YOUR OBJECTIVE
Copy every one of the records below word for word, leaving the pictures out of your answer.

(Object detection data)

---

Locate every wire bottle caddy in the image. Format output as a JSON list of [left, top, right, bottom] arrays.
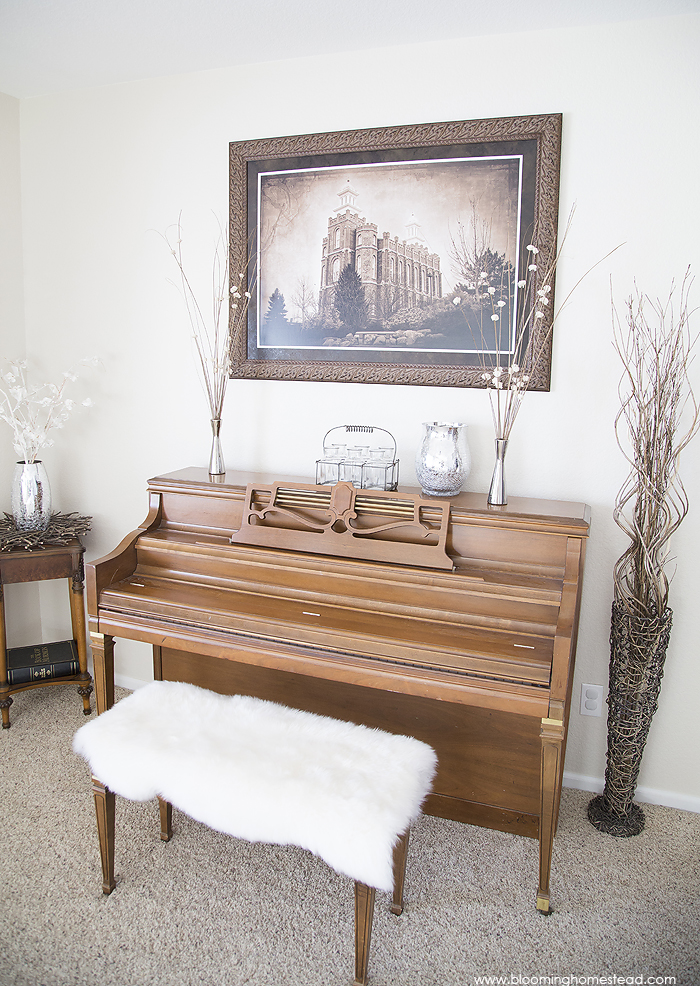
[[316, 425, 399, 490]]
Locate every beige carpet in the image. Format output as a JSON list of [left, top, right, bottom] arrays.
[[0, 685, 700, 986]]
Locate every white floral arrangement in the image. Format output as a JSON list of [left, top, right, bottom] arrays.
[[163, 219, 255, 420], [453, 208, 621, 440], [0, 359, 97, 462]]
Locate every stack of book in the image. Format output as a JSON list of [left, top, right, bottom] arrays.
[[7, 640, 80, 685]]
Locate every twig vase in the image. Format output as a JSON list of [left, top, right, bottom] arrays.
[[209, 418, 226, 476], [588, 601, 673, 837], [488, 438, 508, 507], [10, 459, 51, 531]]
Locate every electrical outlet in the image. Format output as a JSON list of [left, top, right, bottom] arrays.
[[581, 685, 603, 716]]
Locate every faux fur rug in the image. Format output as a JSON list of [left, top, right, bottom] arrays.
[[73, 681, 436, 891]]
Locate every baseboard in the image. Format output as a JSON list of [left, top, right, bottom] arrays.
[[114, 674, 150, 692], [563, 770, 700, 814]]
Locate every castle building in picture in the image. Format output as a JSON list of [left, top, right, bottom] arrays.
[[319, 179, 442, 319]]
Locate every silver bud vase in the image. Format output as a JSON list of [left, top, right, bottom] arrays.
[[209, 418, 226, 476], [487, 438, 508, 507], [10, 459, 51, 531]]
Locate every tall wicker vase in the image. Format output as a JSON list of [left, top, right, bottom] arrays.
[[588, 602, 673, 837]]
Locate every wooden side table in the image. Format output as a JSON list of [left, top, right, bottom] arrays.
[[0, 538, 92, 729]]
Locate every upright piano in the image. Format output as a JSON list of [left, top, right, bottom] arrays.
[[87, 468, 590, 913]]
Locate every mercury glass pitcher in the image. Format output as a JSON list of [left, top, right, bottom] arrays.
[[416, 421, 471, 496]]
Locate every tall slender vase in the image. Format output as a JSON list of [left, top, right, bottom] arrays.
[[487, 438, 508, 507], [10, 459, 51, 531], [209, 418, 226, 476], [416, 421, 471, 496], [588, 601, 673, 837]]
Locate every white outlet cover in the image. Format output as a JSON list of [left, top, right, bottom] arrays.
[[581, 685, 603, 716]]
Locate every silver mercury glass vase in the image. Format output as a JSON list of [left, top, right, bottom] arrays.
[[487, 438, 508, 507], [209, 418, 226, 476], [10, 459, 51, 531]]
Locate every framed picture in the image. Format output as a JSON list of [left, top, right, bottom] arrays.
[[230, 114, 561, 390]]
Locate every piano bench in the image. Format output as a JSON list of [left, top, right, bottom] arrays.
[[73, 681, 437, 986]]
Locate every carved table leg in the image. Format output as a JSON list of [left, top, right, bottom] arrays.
[[537, 719, 564, 914], [389, 829, 410, 914], [158, 795, 173, 842], [70, 555, 92, 716], [92, 777, 117, 894], [90, 631, 114, 715], [0, 583, 12, 729], [354, 882, 375, 986]]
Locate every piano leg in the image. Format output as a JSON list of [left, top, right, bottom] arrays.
[[90, 630, 114, 715], [158, 795, 173, 842], [537, 719, 564, 914], [353, 882, 375, 986], [390, 829, 410, 914], [92, 776, 117, 894]]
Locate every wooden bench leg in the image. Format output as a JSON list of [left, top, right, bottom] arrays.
[[354, 882, 375, 986], [158, 795, 173, 842], [92, 777, 117, 894], [390, 829, 411, 914]]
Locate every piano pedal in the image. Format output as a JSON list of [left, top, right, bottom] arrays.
[[537, 895, 554, 917]]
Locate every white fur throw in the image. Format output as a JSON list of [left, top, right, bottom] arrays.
[[73, 681, 437, 890]]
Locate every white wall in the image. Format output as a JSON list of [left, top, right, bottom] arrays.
[[2, 16, 700, 809], [0, 93, 41, 647]]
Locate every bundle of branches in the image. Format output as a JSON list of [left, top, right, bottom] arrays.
[[613, 270, 700, 618], [0, 510, 92, 551]]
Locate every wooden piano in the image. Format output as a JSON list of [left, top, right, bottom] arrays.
[[87, 468, 590, 913]]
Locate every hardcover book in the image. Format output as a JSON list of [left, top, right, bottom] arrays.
[[7, 640, 80, 685]]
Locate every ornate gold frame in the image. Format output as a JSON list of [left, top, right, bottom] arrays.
[[229, 114, 562, 390]]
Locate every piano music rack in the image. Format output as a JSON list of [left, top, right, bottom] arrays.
[[231, 483, 453, 570]]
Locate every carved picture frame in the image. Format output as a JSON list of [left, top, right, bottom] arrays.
[[229, 114, 562, 390]]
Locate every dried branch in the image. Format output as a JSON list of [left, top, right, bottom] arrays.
[[613, 268, 700, 617], [163, 219, 255, 418]]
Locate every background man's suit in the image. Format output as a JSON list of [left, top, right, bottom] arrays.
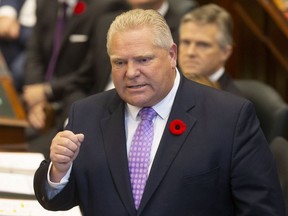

---

THE COMPLETED TASK
Locate every wire bottle caddy in the image. Format output as a JSON list of [left, top, right, bottom] arrays.
[[316, 425, 399, 490]]
Locate every beige carpet in the image. Format output as a JSON list of [left, top, right, bottom] arrays.
[[0, 685, 700, 986]]
Locate every white floral arrangement in the image. Format output as a JSON list of [left, top, right, bottom] arrays.
[[163, 219, 255, 420], [453, 208, 621, 440], [0, 359, 97, 462]]
Locate every stack of book in the image. Format output as a JSON list of [left, top, right, bottom] arrays.
[[7, 640, 80, 685]]
Locate every twig vase in the image. Format output as a JSON list of [left, top, right, bottom] arrays.
[[209, 418, 226, 476], [588, 601, 673, 837], [488, 438, 508, 507], [10, 459, 51, 531]]
Locate every electrical outlet in the image. Format output as a JSON list of [left, top, right, bottom] arrays.
[[581, 685, 603, 716]]
Locate every faux fur rug in the image. Format output as a JSON list of [left, top, right, bottom] arrays.
[[73, 681, 436, 891]]
Locate every baseboard in the image. Format output as a JSON list of [left, top, right, bottom] arrays.
[[114, 674, 150, 692], [563, 770, 700, 814]]
Locate every castle building in picture in the image. Format output as a JSON list of [left, top, right, bottom] arrays.
[[319, 179, 442, 319]]
Locate every silver bud vase in the image. Format output as a JSON list of [left, top, right, bottom] arrays.
[[209, 418, 226, 476], [487, 438, 508, 507], [10, 459, 51, 531]]
Locate every tall wicker vase in the image. Format output as a JSON list of [left, top, right, bottom] arrays.
[[588, 602, 673, 837]]
Locate every wooden side table in the image. Format output as a JSON list of [left, top, right, bottom] arrays.
[[0, 538, 92, 729]]
Locate every upright piano in the image. Format output as a JSON list of [left, top, right, bottom] arrays.
[[87, 468, 590, 913]]
Locate every mercury glass pitcher in the image. Format output as a JSON list of [left, top, right, bottom] arrays.
[[416, 421, 471, 496]]
Locate every tall slender vase in the image. Format output as a JSON list of [left, top, right, bottom] arrays.
[[487, 438, 508, 507], [10, 459, 51, 531], [209, 418, 226, 476], [416, 421, 471, 496], [588, 601, 673, 837]]
Locate every white outlet cover in the image. Format output as a JSON list of [left, top, right, bottom] arrays.
[[581, 685, 603, 716]]
Locate every silver mercury glass vase in the image. Format output as a JSON list of [left, top, right, bottom] arrays.
[[487, 438, 508, 507], [209, 418, 226, 476], [10, 459, 51, 531]]
Locate every framed picture in the image. Format output as a JSON list of [left, top, right, bottom] arrays.
[[230, 114, 561, 390]]
Locate every piano bench in the image. Format output as a JSON list of [left, top, right, bottom] arrays.
[[73, 681, 437, 986]]
Locate every carved table leg in the image. Format output as a JSON list of [left, top, right, bottom] arrays.
[[537, 719, 564, 914], [389, 829, 410, 914], [158, 795, 173, 842], [70, 555, 92, 716], [92, 777, 117, 894], [90, 631, 114, 715], [0, 583, 12, 729], [354, 882, 375, 986]]
Locate every piano leg in the image. Format output as a JSON list of [left, top, right, bottom] arrays.
[[90, 630, 114, 715], [158, 795, 173, 842], [537, 719, 564, 914], [353, 882, 375, 986], [390, 829, 410, 914], [92, 776, 117, 894]]
Locate every wooden bench leg in the image. Format output as a JSON list of [left, top, right, bottom] arrays.
[[354, 882, 375, 986], [158, 795, 173, 842], [92, 777, 117, 894], [390, 829, 411, 914]]
Locate every piano pedal in the image. Format output as a JSON list of [left, top, right, bottom] arrays.
[[537, 895, 554, 917]]
Locate every white fur throw in the image. Format output as a JSON list of [left, top, right, bottom] arrays.
[[73, 681, 437, 890]]
Locate every white wall in the image. Format output as a JSON list of [left, top, right, bottom] arrays.
[[2, 16, 700, 809], [0, 93, 41, 647]]
Locate every bundle of branches in the image. Format output as a JSON list of [left, top, right, bottom] arrays.
[[613, 270, 700, 618], [0, 510, 92, 551]]
Locate every wooden piano in the image. Format output as a JSON list of [left, top, right, bottom] arrays.
[[87, 468, 590, 913]]
Locate every hardcover book in the image. Format output as a JSON list of [left, top, right, bottom] arrays.
[[7, 640, 80, 685]]
Locate every ornate gold frame in the image. Format output as a JSON list of [left, top, right, bottom] arrays.
[[229, 114, 562, 390]]
Locate every piano music rack in the image. Format output as a JSON list of [left, top, right, bottom] arrays.
[[231, 483, 453, 570]]
Locate every carved picture frame in the image. Format output as a JSON list of [left, top, right, bottom] arrays.
[[229, 114, 562, 390]]
Locate every dried branch in the image. Format output as a JSON list of [left, top, right, bottom] arrays.
[[613, 268, 700, 617], [163, 219, 255, 418]]
Locate every background man's suit in the image. Format output as a JSON list of [left, top, right, bottom] arrays.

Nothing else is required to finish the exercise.